## Activity
Transcribe exactly the line that contains "Target: stethoscope binaural tube" and every line after it to the end of the entries, and nothing more.

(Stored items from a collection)
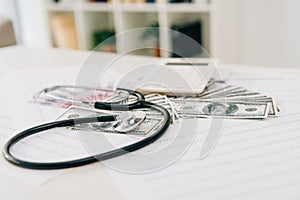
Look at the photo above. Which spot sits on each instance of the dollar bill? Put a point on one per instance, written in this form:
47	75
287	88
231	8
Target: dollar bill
153	120
201	108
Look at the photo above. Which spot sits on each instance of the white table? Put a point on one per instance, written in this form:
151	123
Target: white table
88	182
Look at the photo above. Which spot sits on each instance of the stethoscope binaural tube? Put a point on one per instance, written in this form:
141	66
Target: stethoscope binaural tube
91	159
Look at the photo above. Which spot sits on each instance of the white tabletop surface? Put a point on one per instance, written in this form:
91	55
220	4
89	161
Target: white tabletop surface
89	182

## Answer to this problem
Target: stethoscope binaural tube
91	159
Look at the photo above. Which spot sits on each instance of the white tabletop surface? Put a point on one per instance, written in this form:
91	55
220	4
89	161
Target: white tabletop surface
89	182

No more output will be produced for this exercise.